**Exercise requirements:** Only the lines from the one containing "409L600 397L577 403L533" to the end of the listing below are wanted, repeated exactly.

**Extracted entries:**

——

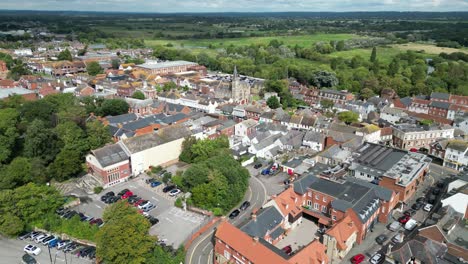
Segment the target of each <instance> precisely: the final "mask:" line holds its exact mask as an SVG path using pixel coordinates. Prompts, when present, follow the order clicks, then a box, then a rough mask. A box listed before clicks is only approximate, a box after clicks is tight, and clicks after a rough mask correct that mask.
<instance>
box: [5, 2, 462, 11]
mask: <svg viewBox="0 0 468 264" xmlns="http://www.w3.org/2000/svg"><path fill="white" fill-rule="evenodd" d="M0 9H10V10H71V11H121V12H151V13H182V12H183V13H187V12H286V11H300V12H305V11H309V12H324V11H327V12H345V11H435V12H438V11H468V0H15V1H14V0H0Z"/></svg>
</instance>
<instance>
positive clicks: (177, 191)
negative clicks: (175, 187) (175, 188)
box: [169, 189, 180, 196]
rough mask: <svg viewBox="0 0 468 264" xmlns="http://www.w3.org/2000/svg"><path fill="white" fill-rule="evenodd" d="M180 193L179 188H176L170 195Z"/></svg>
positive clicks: (176, 195)
mask: <svg viewBox="0 0 468 264" xmlns="http://www.w3.org/2000/svg"><path fill="white" fill-rule="evenodd" d="M179 193H180V190H179V189H174V190H171V191H170V192H169V195H170V196H177V195H178V194H179Z"/></svg>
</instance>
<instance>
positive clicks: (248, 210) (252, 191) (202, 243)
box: [185, 166, 268, 264]
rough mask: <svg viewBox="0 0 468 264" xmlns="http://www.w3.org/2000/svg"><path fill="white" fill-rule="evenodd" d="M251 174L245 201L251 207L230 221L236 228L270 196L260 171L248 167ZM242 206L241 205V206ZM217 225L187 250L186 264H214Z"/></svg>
mask: <svg viewBox="0 0 468 264" xmlns="http://www.w3.org/2000/svg"><path fill="white" fill-rule="evenodd" d="M247 169H248V170H249V172H250V175H251V177H250V179H249V189H248V190H247V192H246V194H245V196H244V200H246V201H250V203H251V205H250V207H249V208H247V210H245V211H241V214H239V216H238V217H237V218H235V219H229V220H228V221H229V222H230V223H232V224H234V225H235V226H239V225H241V224H242V223H243V222H245V221H247V220H248V219H249V218H250V215H251V213H252V210H256V209H257V210H258V209H259V208H261V207H262V206H263V204H265V203H266V201H267V198H268V195H267V188H266V187H265V185H264V184H263V183H262V181H260V180H259V179H258V178H257V177H255V176H256V175H257V173H258V170H255V169H253V167H252V166H248V167H247ZM239 206H240V204H239ZM216 227H217V225H215V226H213V227H211V228H209V229H208V230H207V231H205V232H204V233H203V234H201V235H200V236H199V237H198V238H197V239H195V240H194V241H193V242H192V244H191V245H190V247H189V248H188V250H187V254H186V258H185V263H186V264H205V263H206V264H211V263H213V257H214V252H213V238H214V232H215V230H216Z"/></svg>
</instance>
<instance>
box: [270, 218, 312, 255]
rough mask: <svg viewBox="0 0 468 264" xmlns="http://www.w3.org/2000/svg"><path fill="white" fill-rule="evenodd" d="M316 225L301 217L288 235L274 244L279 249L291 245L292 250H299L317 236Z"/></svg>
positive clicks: (303, 246) (281, 248) (293, 251)
mask: <svg viewBox="0 0 468 264" xmlns="http://www.w3.org/2000/svg"><path fill="white" fill-rule="evenodd" d="M317 230H318V227H317V225H316V224H315V223H314V222H312V221H310V220H307V219H304V218H303V219H302V223H301V224H300V225H299V226H297V227H296V228H295V229H293V230H292V231H291V232H290V233H289V234H288V236H286V237H285V238H284V239H283V240H281V241H280V242H278V244H276V247H277V248H279V249H282V248H284V247H285V246H289V245H291V248H292V250H293V252H295V251H297V250H300V249H301V248H302V247H304V246H307V245H308V244H309V243H310V242H312V241H313V240H314V239H315V238H316V237H317V236H316V234H317Z"/></svg>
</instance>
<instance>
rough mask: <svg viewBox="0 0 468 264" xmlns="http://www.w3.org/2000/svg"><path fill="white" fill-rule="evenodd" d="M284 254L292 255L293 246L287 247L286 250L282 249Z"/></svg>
mask: <svg viewBox="0 0 468 264" xmlns="http://www.w3.org/2000/svg"><path fill="white" fill-rule="evenodd" d="M281 250H282V251H283V252H284V253H286V254H288V255H290V254H291V253H292V247H291V245H288V246H285V247H284V248H282V249H281Z"/></svg>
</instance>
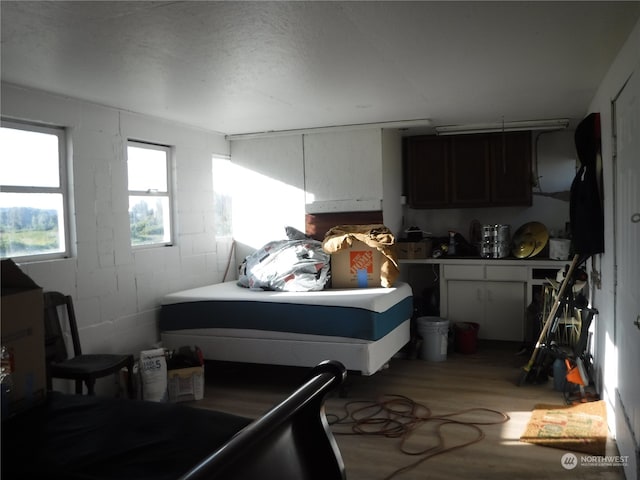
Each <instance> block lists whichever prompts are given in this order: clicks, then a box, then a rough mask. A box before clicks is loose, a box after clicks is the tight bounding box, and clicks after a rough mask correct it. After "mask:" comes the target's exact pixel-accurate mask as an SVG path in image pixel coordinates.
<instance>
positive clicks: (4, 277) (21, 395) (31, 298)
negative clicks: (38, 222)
mask: <svg viewBox="0 0 640 480" xmlns="http://www.w3.org/2000/svg"><path fill="white" fill-rule="evenodd" d="M0 269H1V281H2V284H1V285H2V305H1V307H2V310H0V315H1V321H0V322H1V323H0V332H1V337H2V346H4V347H5V348H6V349H7V351H8V353H9V355H10V357H11V360H10V361H9V363H10V365H11V367H10V368H11V383H10V386H8V387H7V388H3V389H2V396H3V398H2V407H3V409H2V417H3V418H5V417H7V416H10V415H13V414H15V413H19V412H21V411H24V410H26V409H28V408H31V407H32V406H34V405H37V404H39V403H41V402H43V401H44V399H45V397H46V391H47V387H46V363H45V349H44V299H43V295H42V288H40V287H39V286H38V285H37V284H36V283H35V282H34V281H33V280H32V279H31V278H29V276H28V275H26V274H25V273H24V272H23V271H22V270H20V268H19V267H18V266H17V265H16V264H15V263H14V262H13V261H12V260H2V262H1V265H0Z"/></svg>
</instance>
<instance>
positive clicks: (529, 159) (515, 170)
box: [491, 132, 532, 205]
mask: <svg viewBox="0 0 640 480" xmlns="http://www.w3.org/2000/svg"><path fill="white" fill-rule="evenodd" d="M531 153H532V152H531V132H510V133H504V134H496V135H492V136H491V201H492V203H493V204H494V205H531V186H532V181H531V176H532V174H531Z"/></svg>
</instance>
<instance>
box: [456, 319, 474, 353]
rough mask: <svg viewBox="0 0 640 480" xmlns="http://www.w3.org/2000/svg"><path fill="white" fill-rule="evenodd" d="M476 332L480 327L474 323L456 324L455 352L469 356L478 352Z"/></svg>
mask: <svg viewBox="0 0 640 480" xmlns="http://www.w3.org/2000/svg"><path fill="white" fill-rule="evenodd" d="M478 330H480V325H479V324H477V323H474V322H457V323H456V324H455V328H454V333H455V341H454V343H455V349H456V352H459V353H464V354H470V353H476V351H477V350H478Z"/></svg>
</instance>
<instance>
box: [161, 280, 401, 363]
mask: <svg viewBox="0 0 640 480" xmlns="http://www.w3.org/2000/svg"><path fill="white" fill-rule="evenodd" d="M412 310H413V296H412V291H411V287H410V286H409V285H408V284H405V283H402V282H398V283H397V285H395V286H394V287H393V288H369V289H336V290H333V289H328V290H324V291H320V292H266V291H249V290H248V289H246V288H242V287H239V286H237V285H236V284H235V282H226V283H223V284H214V285H208V286H204V287H198V288H195V289H191V290H184V291H182V292H176V293H173V294H169V295H167V296H165V297H164V298H163V300H162V307H161V310H160V335H161V340H162V345H163V347H164V348H168V349H170V350H175V349H179V348H180V347H183V346H185V345H197V346H198V347H199V348H200V350H201V351H202V353H203V356H204V358H205V359H207V360H221V361H231V362H244V363H258V364H271V365H287V366H297V367H312V366H314V365H317V364H318V363H319V362H321V361H323V360H329V359H331V360H337V361H339V362H340V363H342V364H343V365H344V366H345V367H346V368H347V370H349V371H352V372H359V373H361V374H362V375H373V374H374V373H376V372H377V371H379V370H380V369H381V368H383V367H385V366H386V364H387V363H388V362H389V360H390V359H391V358H392V357H393V356H394V355H395V354H396V353H397V352H398V351H399V350H400V349H401V348H402V347H403V346H404V345H406V344H407V343H408V342H409V340H410V323H411V321H410V319H411V315H412Z"/></svg>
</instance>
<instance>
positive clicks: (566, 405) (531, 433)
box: [520, 400, 608, 455]
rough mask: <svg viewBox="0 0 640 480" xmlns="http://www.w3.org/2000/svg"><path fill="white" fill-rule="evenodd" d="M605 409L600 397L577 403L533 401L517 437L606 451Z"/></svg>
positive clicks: (547, 443) (545, 444)
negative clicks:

——

**Exercise output:**
rough mask: <svg viewBox="0 0 640 480" xmlns="http://www.w3.org/2000/svg"><path fill="white" fill-rule="evenodd" d="M605 409L600 397L577 403L533 401L517 437L606 451Z"/></svg>
positive clicks: (547, 443) (545, 444)
negative clicks:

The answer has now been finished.